3     IMPLEMENTATION AND EXPERIMENT

In the present study, we implemented a rule generation engine for ILP [2] and
each module described above using the Java programming language. In addition,
in this implementation experiment, we temporarily set the threshold (number of
searches to be conducted) at 200 for the division request in the ILP module. We
used two 6-CPU computers and two 4-CPU computers in our parallel processing
experiment.


3.1     Speedup Experiment

We used two 6CPU computers to conduct an experiment to measure speedup
and used middle-scale data on drug discovery analysis as training data. One
by one, we increased the number of CPUs from 1 to 12, and performed 12
experiments. In our system, a worker module (and an ILP module) used one
CPU. The experiment results are presented in Table 1. We obtained a speedup
of 7.4 using a 12-CPU unit for this exercise. However, this problem was small-
scale and did not provide enough speedup.

------------------------------------------------

| Tasks for this exercise |
A) According to the experiment section, at what number of searches was the threshold for the division request in the ILP module set?
B) Write out everything in the experiment section from "In the present" down to "experiment.".
C) Based on the experiment section, why did the speedup experiment not provide enough speedup?
The records that come next have no connection to the experiment section above.

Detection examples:
------------------------------------------------

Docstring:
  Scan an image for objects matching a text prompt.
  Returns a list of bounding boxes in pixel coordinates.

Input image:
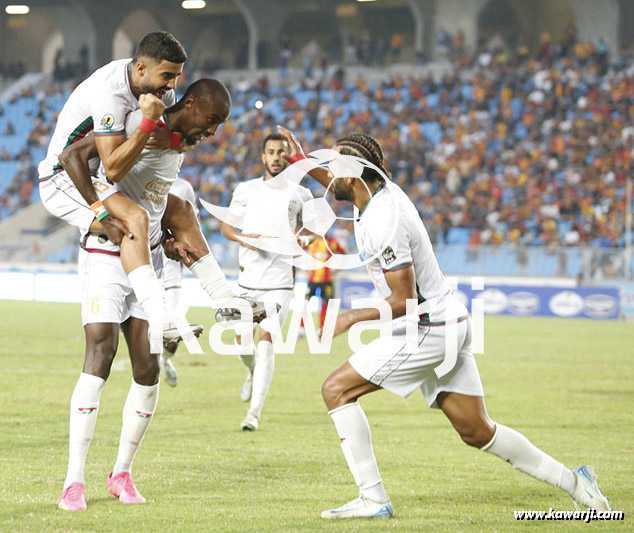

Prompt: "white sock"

[481,424,576,495]
[189,254,234,300]
[112,380,159,476]
[238,344,255,374]
[128,265,168,354]
[328,402,389,502]
[64,372,106,488]
[249,341,275,417]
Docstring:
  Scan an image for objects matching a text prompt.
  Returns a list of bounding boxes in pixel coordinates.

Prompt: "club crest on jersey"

[381,246,396,265]
[101,113,114,130]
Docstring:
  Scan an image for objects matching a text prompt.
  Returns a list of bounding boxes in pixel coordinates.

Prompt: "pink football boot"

[108,472,145,503]
[57,481,86,511]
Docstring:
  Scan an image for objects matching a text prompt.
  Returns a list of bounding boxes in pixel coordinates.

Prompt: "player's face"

[262,139,289,176]
[137,60,184,98]
[183,97,231,144]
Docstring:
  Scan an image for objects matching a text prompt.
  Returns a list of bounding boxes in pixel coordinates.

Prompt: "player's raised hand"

[101,215,134,245]
[277,125,304,159]
[139,93,165,122]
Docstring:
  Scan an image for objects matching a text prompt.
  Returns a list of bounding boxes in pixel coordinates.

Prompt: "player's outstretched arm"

[277,125,332,188]
[58,133,134,244]
[220,222,260,250]
[95,94,165,182]
[326,265,416,336]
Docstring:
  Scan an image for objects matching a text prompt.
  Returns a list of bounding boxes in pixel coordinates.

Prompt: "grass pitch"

[0,301,634,532]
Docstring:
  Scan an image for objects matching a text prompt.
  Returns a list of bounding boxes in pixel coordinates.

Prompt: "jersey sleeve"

[90,91,127,136]
[229,183,248,218]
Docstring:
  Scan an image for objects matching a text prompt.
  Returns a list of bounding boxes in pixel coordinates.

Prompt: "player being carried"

[59,79,256,511]
[278,126,610,518]
[220,133,312,431]
[159,178,198,387]
[38,31,263,354]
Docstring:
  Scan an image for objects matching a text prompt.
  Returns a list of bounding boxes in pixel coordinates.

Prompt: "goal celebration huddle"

[38,32,611,519]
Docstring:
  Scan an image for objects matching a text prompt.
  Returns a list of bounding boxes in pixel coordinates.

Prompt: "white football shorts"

[79,242,163,326]
[348,316,484,408]
[40,170,119,235]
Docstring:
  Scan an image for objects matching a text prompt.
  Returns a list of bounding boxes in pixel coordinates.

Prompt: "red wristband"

[139,117,158,135]
[288,154,308,165]
[170,131,181,149]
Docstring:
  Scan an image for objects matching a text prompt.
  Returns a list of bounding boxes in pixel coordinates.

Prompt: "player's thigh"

[321,361,381,411]
[39,171,95,234]
[79,249,132,326]
[83,323,119,379]
[420,318,484,408]
[121,317,159,386]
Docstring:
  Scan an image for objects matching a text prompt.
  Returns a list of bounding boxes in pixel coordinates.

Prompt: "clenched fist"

[139,93,165,122]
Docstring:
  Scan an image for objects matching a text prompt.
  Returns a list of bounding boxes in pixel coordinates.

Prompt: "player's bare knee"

[132,355,160,386]
[321,374,350,411]
[456,420,495,448]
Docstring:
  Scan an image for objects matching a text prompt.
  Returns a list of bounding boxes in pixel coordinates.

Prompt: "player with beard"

[38,31,260,350]
[220,133,312,431]
[278,126,610,518]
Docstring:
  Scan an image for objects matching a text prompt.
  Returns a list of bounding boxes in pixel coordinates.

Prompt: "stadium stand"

[0,29,634,276]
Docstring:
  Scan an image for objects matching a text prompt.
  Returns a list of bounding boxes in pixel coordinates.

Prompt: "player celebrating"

[278,126,610,518]
[159,178,197,387]
[299,235,344,337]
[59,79,254,511]
[220,133,312,431]
[38,31,253,347]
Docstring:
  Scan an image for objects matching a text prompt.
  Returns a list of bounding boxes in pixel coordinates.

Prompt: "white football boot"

[321,495,394,519]
[572,465,610,511]
[240,369,253,402]
[240,410,258,431]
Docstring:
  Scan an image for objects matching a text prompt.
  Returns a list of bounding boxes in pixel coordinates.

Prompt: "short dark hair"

[182,78,231,109]
[134,31,187,63]
[262,133,288,152]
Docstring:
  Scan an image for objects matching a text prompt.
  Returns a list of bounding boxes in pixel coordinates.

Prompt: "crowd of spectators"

[0,28,634,255]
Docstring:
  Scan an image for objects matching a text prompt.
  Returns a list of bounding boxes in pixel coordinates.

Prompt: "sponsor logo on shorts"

[583,294,617,318]
[100,113,114,130]
[548,291,583,317]
[507,291,540,315]
[381,246,396,265]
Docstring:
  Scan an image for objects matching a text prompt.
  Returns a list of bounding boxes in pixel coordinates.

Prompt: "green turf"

[0,301,634,532]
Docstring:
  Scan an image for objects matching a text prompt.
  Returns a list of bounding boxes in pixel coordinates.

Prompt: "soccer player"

[59,79,251,511]
[38,31,244,346]
[159,178,197,387]
[300,235,344,336]
[220,133,312,431]
[278,126,610,518]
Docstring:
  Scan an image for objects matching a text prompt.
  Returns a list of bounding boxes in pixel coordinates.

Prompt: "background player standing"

[159,178,198,387]
[220,133,312,431]
[299,235,345,337]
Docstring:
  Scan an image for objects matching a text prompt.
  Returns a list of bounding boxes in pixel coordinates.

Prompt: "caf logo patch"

[101,114,114,130]
[381,246,396,265]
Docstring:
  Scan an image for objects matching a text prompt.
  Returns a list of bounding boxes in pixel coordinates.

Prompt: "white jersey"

[170,178,198,212]
[38,59,176,179]
[354,181,450,320]
[84,109,183,251]
[229,177,312,290]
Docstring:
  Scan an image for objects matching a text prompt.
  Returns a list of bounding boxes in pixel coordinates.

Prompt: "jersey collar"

------------------------------------------------

| Results for the exercise |
A) The threshold was set at 200 searches.

B)
In the present study, we implemented a rule generation engine for ILP [2] and
each module described above using the Java programming language. In addition,
in this implementation experiment, we temporarily set the threshold (number of
searches to be conducted) at 200 for the division request in the ILP module. We
used two 6-CPU computers and two 4-CPU computers in our parallel processing
experiment.

C) The problem used in the experiment was small-scale. As a result, the 12-CPU run reached a speedup of only 7.4.